Problem requirements
Count the lines in the material below that contain the string "target". Give only the number.

━━━━━ Stored records ━━━━━

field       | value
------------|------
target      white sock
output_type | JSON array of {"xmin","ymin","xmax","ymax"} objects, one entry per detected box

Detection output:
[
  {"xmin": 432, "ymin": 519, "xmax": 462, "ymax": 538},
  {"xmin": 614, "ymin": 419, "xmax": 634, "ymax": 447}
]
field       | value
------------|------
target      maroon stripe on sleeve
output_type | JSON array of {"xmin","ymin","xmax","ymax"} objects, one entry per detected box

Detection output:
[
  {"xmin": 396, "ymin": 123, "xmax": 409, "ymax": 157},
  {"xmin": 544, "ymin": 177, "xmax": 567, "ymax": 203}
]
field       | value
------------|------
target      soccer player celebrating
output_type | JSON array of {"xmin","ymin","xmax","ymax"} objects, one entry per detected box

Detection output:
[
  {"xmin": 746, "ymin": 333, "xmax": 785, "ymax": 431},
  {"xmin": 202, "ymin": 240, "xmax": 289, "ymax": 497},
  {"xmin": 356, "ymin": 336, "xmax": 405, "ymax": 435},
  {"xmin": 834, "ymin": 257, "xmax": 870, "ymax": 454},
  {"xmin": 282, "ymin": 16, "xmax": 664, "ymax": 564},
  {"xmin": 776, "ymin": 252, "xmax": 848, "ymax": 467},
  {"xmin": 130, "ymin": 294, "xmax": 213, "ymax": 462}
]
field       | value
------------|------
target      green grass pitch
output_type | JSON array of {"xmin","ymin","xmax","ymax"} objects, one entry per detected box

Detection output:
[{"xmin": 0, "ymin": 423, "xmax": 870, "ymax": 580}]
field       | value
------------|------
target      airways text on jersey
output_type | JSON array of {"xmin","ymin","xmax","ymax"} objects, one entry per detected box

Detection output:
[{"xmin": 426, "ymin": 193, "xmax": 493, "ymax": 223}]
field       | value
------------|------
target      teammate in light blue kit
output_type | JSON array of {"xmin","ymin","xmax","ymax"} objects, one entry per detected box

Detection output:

━━━━━

Task result
6